STATED EXERCISE:
Emit the line that holds "Where can the ground" and all lines following it through the end of the data, verbatim, and nothing else.

** Begin **

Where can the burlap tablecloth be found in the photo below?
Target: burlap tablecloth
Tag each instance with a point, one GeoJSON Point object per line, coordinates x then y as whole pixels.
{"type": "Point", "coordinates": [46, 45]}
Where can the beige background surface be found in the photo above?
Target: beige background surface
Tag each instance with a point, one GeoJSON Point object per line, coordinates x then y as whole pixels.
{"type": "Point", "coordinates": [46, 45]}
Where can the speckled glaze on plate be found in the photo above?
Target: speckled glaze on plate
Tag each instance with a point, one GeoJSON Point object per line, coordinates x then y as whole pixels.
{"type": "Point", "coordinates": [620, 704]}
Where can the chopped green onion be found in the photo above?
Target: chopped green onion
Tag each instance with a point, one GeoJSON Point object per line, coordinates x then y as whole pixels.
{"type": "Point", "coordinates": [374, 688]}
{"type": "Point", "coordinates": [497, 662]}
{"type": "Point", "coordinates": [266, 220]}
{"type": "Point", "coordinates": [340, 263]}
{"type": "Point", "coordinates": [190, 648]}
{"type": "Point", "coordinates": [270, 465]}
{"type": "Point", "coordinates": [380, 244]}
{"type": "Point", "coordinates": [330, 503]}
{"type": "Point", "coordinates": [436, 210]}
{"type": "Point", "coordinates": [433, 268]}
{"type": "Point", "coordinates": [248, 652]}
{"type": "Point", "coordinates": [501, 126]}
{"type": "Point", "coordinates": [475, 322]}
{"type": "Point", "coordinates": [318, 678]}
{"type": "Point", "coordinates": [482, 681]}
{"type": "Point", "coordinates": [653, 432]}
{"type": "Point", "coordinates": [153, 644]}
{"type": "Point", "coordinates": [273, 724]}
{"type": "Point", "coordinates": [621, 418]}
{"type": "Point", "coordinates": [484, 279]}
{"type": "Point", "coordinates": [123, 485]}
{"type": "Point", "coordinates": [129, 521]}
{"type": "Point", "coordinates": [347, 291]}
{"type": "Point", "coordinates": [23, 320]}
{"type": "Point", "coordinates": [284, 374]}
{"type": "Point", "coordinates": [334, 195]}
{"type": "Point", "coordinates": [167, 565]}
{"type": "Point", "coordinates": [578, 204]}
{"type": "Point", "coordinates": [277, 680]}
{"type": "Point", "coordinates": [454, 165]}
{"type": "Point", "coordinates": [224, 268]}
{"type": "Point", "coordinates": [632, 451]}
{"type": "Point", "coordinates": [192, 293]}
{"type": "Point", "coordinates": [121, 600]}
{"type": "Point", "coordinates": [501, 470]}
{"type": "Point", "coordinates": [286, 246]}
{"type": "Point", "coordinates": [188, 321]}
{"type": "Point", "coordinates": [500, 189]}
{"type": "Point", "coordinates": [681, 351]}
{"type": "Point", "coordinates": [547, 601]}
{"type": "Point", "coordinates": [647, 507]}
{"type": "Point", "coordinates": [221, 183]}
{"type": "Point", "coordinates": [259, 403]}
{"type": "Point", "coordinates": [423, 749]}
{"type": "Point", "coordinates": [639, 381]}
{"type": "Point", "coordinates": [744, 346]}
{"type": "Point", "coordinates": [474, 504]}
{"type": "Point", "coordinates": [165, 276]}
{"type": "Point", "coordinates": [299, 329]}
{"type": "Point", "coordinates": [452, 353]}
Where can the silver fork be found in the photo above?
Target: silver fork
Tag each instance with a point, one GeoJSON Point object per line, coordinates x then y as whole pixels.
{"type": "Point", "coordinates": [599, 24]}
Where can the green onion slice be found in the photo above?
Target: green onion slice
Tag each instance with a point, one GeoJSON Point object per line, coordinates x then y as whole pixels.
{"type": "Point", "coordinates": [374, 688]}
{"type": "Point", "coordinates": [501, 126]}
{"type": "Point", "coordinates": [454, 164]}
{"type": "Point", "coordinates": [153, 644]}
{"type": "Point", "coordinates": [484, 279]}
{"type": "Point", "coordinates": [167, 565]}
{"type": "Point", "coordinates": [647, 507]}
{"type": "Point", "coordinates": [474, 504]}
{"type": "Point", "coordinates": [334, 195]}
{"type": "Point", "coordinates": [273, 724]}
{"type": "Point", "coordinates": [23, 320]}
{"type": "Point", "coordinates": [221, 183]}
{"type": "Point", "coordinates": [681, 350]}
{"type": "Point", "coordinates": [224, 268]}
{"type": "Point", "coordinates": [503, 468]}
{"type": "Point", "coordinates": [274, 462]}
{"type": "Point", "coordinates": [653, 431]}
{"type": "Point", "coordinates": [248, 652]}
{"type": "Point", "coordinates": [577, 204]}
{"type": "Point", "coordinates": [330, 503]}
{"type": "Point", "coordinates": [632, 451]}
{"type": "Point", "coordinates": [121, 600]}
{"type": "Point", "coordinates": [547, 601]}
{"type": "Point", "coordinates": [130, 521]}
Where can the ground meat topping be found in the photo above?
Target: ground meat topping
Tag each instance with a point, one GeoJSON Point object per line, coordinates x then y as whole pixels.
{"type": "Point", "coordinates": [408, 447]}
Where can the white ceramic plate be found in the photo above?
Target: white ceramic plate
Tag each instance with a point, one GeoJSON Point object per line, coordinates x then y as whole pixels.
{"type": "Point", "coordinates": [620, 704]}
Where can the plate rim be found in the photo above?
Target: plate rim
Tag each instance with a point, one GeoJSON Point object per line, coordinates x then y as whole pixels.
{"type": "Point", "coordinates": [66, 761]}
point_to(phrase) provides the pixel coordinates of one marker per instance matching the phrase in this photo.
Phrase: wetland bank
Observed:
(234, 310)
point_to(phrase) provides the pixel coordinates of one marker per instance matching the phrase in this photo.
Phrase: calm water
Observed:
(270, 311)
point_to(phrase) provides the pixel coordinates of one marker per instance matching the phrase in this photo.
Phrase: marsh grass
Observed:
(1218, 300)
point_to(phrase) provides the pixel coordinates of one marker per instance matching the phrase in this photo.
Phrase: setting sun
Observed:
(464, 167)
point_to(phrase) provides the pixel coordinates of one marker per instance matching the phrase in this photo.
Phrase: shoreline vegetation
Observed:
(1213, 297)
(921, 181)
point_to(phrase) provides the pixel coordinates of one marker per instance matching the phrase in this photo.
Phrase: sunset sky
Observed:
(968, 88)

** End **

THE ANSWER:
Where can the ground meat topping be found in the photo above?
Target: ground meat topping
Tag each instance with a point, one GeoJSON Point object per line, coordinates x then y as whole pixels.
{"type": "Point", "coordinates": [408, 447]}
Where can the white ceramic plate be found in the photo above?
Target: white ceramic plate
Tag each instance with a point, one GeoJSON Point object per line, coordinates x then y as whole pixels.
{"type": "Point", "coordinates": [620, 704]}
Where can the plate rim be found in the photo above?
Target: plate rim
Tag each instance with a point, one GeoJSON Point object per line, coordinates x then y as whole pixels.
{"type": "Point", "coordinates": [66, 761]}
point_to(phrase) provides the pixel coordinates of one marker per instance matching the phrase in this photo.
Phrase: wetland bank
Observed:
(234, 310)
point_to(phrase) provides the pixel coordinates of one marker per instance matching the phrase in this photo.
Phrase: calm water
Observed:
(270, 311)
point_to(phrase) provides the pixel coordinates of one marker per instance matching the phrase in this photo.
Phrase: marsh grass
Observed:
(1218, 300)
point_to(phrase) provides the pixel coordinates of one marker per instance matching the phrase in this photo.
Phrase: setting sun
Observed:
(464, 167)
point_to(phrase) provides the pixel coordinates of one marker per instance matching the phrase in this photo.
Phrase: shoreline vegetation
Observed:
(1213, 297)
(921, 181)
point_to(phrase) provides the pixel coordinates of one marker per instance matching the phrase in this photo.
Phrase: sunset sky
Observed:
(968, 88)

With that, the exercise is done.